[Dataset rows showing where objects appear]
********************
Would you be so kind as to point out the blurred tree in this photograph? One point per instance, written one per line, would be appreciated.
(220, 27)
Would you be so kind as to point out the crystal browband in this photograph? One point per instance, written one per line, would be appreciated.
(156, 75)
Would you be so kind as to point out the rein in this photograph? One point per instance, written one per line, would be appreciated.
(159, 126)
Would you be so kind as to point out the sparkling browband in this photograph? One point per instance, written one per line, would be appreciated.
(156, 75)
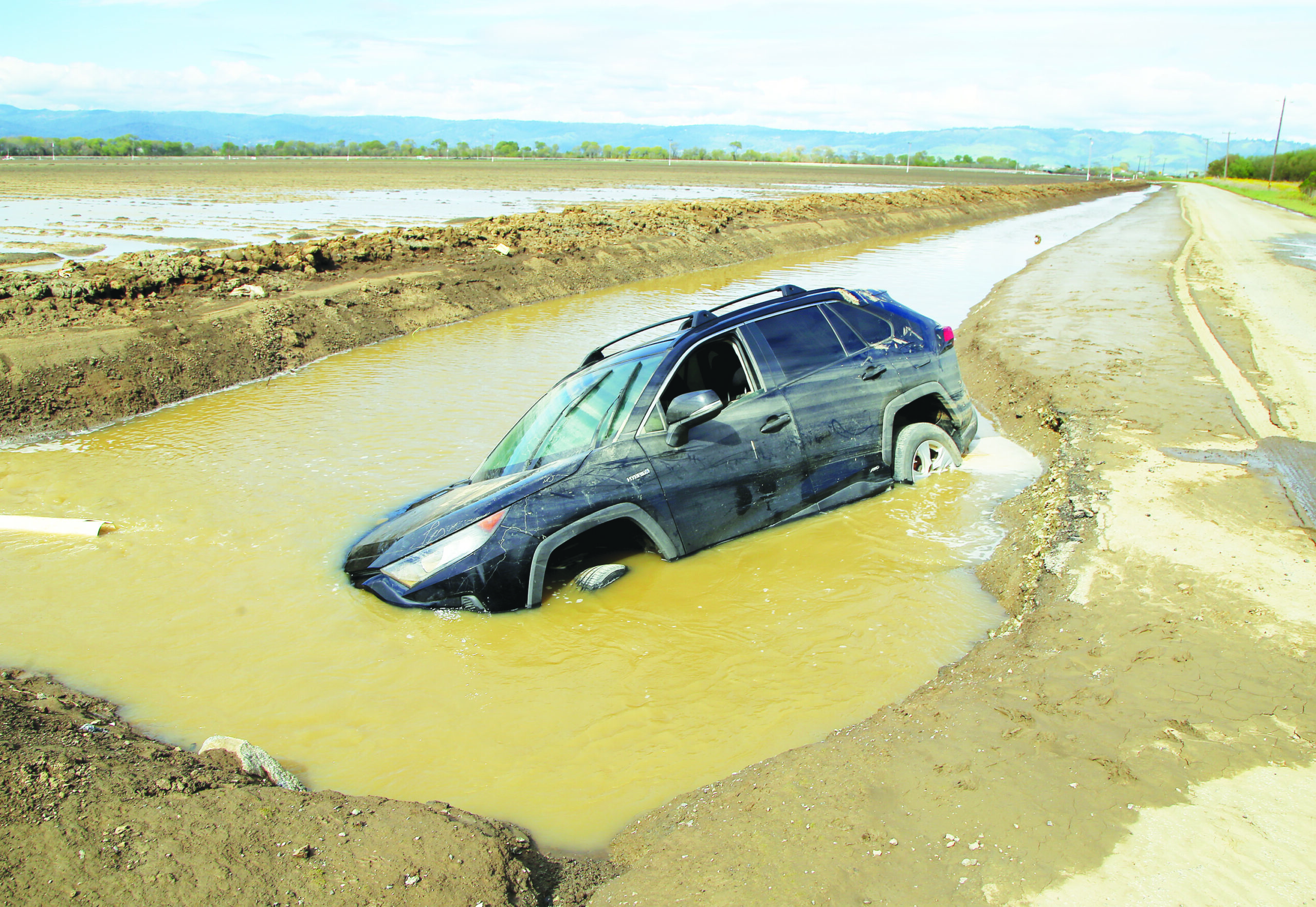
********************
Express the lines of this listing as a JSON list of strings, with one string per line and blank lines omitted. Leave the pictures out of the answer.

[
  "Would you be so kind as to point out the blurred tree in this photograph? One point per instance, written one per line, would be appreciated.",
  "(220, 27)",
  "Would you be so kind as to point out the crystal browband in this photograph? One point per instance, written one per line, would be appreciated.",
  "(156, 75)",
  "Would you be so kind as to point out the rein in this photograph? One point per instance, written one per line, would be appreciated.",
  "(159, 126)",
  "Would you be so kind as to point out the sparkling browband in this photograph? One point per instance, written one per line, would be appreciated.",
  "(156, 75)"
]